* begin *

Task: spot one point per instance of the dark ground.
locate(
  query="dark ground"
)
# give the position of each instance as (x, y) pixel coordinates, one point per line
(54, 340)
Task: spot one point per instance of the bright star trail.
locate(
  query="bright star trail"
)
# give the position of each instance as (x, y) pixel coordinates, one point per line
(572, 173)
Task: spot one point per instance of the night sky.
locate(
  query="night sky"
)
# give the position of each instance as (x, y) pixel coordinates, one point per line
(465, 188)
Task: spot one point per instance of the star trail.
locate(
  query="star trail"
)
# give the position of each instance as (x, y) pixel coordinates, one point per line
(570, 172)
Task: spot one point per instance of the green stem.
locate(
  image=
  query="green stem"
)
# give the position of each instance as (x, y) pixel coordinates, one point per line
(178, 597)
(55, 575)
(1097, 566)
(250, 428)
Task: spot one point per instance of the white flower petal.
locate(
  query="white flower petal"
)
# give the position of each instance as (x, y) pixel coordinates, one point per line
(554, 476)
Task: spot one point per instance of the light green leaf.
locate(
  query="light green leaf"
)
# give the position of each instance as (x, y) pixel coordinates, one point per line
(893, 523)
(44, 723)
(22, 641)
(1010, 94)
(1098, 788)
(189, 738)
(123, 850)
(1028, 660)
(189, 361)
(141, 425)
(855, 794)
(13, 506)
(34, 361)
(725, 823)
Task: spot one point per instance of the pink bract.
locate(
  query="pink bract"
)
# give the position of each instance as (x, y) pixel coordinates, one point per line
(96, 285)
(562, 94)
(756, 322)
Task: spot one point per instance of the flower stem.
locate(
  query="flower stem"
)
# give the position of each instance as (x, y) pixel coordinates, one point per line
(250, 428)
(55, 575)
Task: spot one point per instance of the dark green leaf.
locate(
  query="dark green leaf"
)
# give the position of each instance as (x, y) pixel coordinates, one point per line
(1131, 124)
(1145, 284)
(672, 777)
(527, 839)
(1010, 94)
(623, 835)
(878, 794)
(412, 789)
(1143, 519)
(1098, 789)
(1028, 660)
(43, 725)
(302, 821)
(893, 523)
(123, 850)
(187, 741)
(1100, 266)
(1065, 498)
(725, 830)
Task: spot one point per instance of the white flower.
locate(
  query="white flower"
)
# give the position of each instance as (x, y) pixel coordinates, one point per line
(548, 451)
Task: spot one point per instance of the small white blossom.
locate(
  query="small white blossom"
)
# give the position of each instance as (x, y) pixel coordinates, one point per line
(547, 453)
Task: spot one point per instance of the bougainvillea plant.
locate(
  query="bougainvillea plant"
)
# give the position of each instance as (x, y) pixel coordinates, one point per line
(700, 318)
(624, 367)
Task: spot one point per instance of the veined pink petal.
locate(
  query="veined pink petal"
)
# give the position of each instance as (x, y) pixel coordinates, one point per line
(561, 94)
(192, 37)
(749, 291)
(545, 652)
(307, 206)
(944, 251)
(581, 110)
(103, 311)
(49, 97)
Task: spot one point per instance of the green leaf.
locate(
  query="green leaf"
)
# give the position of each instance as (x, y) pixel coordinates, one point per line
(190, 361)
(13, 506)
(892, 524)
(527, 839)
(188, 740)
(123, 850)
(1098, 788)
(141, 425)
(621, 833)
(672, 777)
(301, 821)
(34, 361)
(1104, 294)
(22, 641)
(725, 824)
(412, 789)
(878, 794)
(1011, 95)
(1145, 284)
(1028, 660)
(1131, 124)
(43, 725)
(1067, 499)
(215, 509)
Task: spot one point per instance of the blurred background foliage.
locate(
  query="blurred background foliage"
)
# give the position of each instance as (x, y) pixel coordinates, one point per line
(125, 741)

* end *
* begin *

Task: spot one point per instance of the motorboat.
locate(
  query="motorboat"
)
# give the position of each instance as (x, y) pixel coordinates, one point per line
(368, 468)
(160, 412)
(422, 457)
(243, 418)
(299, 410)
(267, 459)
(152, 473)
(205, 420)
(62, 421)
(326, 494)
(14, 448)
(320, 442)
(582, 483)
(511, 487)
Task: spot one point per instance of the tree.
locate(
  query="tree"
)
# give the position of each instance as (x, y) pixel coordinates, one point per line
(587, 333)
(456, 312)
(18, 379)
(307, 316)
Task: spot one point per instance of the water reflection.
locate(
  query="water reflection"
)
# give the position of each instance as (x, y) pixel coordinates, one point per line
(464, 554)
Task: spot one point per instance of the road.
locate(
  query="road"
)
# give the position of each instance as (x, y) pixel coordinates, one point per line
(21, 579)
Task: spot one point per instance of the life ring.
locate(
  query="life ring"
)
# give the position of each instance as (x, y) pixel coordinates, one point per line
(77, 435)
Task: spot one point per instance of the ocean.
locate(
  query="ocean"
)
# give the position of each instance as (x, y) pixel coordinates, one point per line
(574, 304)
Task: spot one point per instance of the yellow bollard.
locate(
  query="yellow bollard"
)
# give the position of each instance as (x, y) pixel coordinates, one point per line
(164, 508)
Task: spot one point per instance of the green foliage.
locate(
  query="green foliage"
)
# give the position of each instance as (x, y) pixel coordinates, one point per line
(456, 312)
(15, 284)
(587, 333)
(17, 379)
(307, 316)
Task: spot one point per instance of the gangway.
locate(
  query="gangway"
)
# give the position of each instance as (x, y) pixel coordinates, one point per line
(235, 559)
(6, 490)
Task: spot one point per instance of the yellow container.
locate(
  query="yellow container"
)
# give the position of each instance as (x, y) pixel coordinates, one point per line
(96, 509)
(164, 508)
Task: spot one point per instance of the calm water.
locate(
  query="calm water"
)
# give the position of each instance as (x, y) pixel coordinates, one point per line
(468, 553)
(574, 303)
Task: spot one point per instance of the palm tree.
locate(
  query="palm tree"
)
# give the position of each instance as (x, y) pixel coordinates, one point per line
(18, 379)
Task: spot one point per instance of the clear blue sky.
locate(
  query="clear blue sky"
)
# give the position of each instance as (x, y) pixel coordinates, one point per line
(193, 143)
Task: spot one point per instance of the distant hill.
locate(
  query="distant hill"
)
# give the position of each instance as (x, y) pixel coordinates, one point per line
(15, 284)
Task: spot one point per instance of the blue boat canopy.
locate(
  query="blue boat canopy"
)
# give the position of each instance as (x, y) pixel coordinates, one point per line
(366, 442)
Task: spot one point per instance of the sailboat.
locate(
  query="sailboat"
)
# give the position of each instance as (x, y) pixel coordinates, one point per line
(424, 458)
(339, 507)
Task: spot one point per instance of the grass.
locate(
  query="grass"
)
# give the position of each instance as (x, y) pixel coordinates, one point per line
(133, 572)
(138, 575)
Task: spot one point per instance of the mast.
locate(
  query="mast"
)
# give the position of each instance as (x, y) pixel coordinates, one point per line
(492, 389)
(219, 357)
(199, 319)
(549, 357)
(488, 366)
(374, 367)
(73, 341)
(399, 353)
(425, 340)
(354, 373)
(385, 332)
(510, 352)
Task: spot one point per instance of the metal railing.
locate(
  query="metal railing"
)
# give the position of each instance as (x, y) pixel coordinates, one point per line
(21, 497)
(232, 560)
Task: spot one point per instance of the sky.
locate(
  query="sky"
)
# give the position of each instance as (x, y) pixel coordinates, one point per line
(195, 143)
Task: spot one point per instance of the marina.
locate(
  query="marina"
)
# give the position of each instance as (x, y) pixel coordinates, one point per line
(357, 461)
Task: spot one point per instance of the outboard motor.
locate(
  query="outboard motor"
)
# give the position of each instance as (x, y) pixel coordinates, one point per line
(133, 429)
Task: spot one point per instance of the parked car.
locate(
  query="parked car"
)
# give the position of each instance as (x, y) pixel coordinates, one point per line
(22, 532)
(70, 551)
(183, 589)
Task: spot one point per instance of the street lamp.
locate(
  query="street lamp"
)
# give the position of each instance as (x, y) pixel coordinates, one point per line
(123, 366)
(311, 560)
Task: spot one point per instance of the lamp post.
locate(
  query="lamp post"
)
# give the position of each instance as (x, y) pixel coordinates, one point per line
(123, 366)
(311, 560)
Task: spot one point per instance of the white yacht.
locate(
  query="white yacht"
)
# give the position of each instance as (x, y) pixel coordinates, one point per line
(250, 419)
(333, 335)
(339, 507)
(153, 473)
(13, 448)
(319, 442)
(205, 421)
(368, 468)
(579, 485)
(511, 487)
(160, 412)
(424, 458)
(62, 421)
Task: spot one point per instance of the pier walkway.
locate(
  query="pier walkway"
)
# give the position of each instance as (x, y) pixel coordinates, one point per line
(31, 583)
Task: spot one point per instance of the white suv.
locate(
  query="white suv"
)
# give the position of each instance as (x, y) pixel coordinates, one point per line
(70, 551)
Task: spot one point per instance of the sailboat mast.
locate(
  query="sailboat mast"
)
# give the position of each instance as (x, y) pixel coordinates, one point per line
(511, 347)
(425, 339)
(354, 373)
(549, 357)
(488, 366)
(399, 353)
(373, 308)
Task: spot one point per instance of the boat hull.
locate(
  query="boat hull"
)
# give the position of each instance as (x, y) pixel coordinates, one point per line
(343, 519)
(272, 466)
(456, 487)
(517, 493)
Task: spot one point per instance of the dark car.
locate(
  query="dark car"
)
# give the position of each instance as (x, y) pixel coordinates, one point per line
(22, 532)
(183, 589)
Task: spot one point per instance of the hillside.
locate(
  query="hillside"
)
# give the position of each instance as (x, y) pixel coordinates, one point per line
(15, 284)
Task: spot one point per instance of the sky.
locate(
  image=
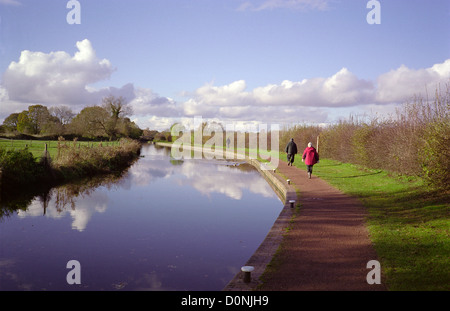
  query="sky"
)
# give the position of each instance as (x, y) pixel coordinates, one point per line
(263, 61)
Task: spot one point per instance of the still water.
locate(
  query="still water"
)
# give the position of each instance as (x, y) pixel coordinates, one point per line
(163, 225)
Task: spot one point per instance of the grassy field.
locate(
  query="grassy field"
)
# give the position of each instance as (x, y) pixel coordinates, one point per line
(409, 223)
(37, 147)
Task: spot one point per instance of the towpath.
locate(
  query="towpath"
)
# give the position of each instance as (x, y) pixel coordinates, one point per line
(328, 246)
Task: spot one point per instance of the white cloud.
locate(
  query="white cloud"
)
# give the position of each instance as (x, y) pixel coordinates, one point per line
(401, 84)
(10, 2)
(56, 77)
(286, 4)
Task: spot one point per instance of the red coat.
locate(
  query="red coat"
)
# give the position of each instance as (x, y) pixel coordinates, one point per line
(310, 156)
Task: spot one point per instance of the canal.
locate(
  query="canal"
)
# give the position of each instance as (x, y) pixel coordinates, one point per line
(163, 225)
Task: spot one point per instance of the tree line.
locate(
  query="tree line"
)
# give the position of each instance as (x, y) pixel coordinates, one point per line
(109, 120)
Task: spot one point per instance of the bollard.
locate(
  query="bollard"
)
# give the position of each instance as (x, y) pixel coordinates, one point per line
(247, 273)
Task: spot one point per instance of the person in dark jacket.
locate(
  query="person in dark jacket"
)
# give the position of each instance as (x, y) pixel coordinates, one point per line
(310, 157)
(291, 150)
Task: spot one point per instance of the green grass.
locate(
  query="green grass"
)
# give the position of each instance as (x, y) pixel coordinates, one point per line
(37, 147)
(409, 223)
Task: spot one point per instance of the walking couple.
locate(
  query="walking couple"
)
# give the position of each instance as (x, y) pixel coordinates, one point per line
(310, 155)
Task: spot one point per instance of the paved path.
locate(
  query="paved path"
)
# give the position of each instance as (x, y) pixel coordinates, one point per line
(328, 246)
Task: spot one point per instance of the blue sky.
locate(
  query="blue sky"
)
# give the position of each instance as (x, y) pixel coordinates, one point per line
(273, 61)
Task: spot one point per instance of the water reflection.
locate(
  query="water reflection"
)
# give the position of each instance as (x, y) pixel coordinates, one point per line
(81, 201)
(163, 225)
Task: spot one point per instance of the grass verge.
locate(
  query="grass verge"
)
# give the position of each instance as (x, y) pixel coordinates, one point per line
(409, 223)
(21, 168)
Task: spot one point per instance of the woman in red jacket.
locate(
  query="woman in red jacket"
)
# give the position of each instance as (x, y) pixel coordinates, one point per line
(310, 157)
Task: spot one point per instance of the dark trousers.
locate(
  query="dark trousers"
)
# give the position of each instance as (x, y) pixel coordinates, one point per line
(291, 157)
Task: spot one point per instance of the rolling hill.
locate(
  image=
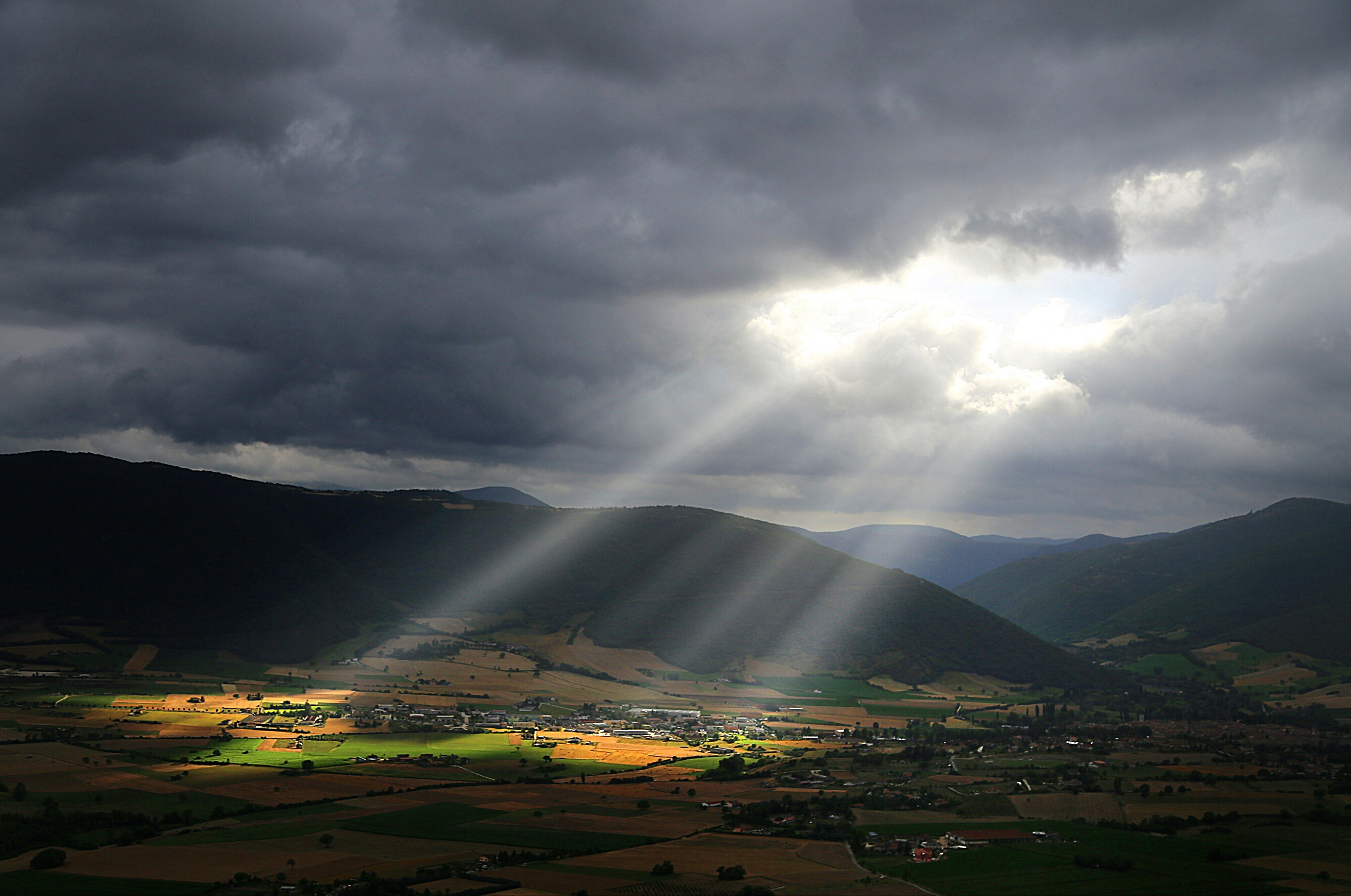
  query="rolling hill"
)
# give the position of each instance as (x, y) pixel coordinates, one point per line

* end *

**What to work on**
Locate every line of the data that contains the word "couple" and copy each of those lines. Match case exactly.

**The solution**
Task: spot one point per instance of the walking couple.
  query="walking couple"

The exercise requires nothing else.